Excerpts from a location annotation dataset
* start *

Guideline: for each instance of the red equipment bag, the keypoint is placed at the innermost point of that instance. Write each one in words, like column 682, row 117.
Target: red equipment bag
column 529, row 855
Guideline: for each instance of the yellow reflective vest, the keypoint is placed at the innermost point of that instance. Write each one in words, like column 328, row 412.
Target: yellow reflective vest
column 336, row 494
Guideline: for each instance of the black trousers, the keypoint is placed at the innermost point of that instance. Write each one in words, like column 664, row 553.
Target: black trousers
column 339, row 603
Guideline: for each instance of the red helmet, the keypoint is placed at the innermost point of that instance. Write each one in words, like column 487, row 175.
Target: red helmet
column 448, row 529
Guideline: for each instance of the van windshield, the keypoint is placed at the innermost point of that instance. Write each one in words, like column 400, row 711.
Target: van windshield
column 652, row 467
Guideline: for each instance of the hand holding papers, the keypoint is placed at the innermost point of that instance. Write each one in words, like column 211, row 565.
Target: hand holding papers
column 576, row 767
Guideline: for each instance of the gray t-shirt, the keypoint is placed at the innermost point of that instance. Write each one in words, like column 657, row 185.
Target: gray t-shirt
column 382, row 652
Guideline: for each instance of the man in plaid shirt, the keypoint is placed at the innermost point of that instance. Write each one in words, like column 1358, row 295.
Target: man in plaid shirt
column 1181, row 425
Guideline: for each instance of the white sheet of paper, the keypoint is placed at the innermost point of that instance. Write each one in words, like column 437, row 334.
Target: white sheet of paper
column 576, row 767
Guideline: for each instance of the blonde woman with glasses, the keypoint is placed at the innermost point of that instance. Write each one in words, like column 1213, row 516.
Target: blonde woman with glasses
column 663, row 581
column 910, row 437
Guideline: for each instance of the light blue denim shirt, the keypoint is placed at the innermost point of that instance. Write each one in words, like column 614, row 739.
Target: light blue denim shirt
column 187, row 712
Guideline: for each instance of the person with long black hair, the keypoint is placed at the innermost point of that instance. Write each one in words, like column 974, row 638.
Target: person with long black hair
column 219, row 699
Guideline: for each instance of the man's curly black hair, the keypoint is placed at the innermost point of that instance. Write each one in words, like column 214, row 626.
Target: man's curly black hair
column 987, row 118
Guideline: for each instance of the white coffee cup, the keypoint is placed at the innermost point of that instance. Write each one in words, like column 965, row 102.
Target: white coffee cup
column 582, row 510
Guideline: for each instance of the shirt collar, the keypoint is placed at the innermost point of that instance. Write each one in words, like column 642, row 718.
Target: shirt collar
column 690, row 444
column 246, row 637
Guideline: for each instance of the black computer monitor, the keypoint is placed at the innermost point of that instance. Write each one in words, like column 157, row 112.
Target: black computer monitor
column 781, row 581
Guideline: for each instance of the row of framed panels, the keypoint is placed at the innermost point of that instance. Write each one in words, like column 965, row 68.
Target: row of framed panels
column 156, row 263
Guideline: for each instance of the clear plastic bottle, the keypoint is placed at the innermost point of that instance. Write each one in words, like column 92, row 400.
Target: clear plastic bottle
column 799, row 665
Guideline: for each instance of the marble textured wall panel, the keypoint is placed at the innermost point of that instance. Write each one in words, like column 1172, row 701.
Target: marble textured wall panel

* end *

-- Exercise task --
Put each line of the records above into a numbered list, skipping any blank lines.

-- Exercise output --
1. Guideline: for each instance of the red equipment bag, the keypoint is placed at the innermost point of that instance. Write each one in words, like column 682, row 117.
2. Target: red equipment bag
3. column 529, row 855
4. Guideline: for each instance of the yellow reflective vest, the keypoint is placed at the innermost point of that instance. Write each one in words, like column 328, row 412.
5. Target: yellow reflective vest
6. column 336, row 494
7. Guideline: for each instance of the black trousers, the keypoint is placed at the innermost point of that instance. Write each one in words, like column 664, row 553.
8. Target: black trousers
9. column 339, row 603
10. Guideline: for each instance of the red helmet, the keypoint is placed at the innermost point of that instance. Write each one in words, like column 487, row 175.
11. Target: red helmet
12. column 448, row 529
13. Guideline: for each instance of the van windshield, the keypoint is placed at the innermost point of that instance. Write each one in words, like column 400, row 711.
14. Target: van windshield
15. column 652, row 467
16. Guideline: for each instance of the hand holding papers, the keypoint is placed at the innermost point of that instance. Write each one in words, like column 211, row 565.
17. Target: hand holding papers
18. column 576, row 767
19. Guideline: for each instance of the gray t-shirt, the keypoint is placed at the innermost point of that instance. Write each one in words, like column 657, row 185.
20. Target: gray t-shirt
21. column 382, row 652
22. Guideline: for each instance of the man in plaid shirt, the keypoint is placed at the innermost point of that instance. Write each one in words, like column 1358, row 295.
23. Target: man in plaid shirt
24. column 1181, row 425
25. Guideline: for each instance of the white sheet of paper, the keypoint is placed at the innermost point of that instance. Write each one in words, like column 437, row 334.
26. Target: white sheet of paper
27. column 576, row 767
28. Guideline: for each instance of the blonde woman with glasses, the keypoint is placed at the innermost point of that instance. Write each one in words, like column 1213, row 516.
29. Target: blonde woman with glasses
30. column 663, row 581
31. column 910, row 437
32. Guideline: for each instance of the light blue denim shirt, the keypoint is placed at the innermost point of that instance. Write each one in words, like column 614, row 739.
33. Target: light blue denim shirt
34. column 187, row 712
35. Guideline: for each instance of the person with long black hair, the keypoint is placed at the innermost point of that instance. Write each one in words, like column 974, row 638.
36. Target: person with long black hair
37. column 219, row 699
38. Guideline: for each instance of the man's curly black hair, the keypoint is placed at the innermost point of that instance. Write each one in words, like column 214, row 626.
39. Target: man's curly black hair
40. column 987, row 118
41. Guideline: for each instance of the white coffee cup, the keypoint is placed at the innermost point of that instance. Write each one in words, like column 965, row 102.
42. Target: white coffee cup
43. column 582, row 510
44. Guideline: for each instance of the shirt collar, the keypoint is placed at the innermost point of that instance. Write each one in words, like column 642, row 718.
45. Target: shirt collar
46. column 690, row 444
47. column 246, row 637
48. Guideline: for each instance of the black computer monitor, the keypoint is placed at the innermost point of that instance. Write each one in words, like column 157, row 112.
49. Target: black computer monitor
50. column 781, row 581
51. Guideline: for each instance of the row of framed panels, the keypoint is placed at the innermost point of that instance. Write each one in words, like column 965, row 68.
52. Target: row of framed panels
53. column 156, row 263
54. Guideline: for each instance of the clear plastic bottle, the keypoint is placed at the innermost point of that instance. Write each one in words, like column 92, row 400.
55. Target: clear plastic bottle
56. column 799, row 665
57. Guideline: for each instance of the marble textured wall panel, the keypoint is placed at the innermost point of that instance. Write each one in words, like column 1172, row 701.
58. Target: marble textured wall panel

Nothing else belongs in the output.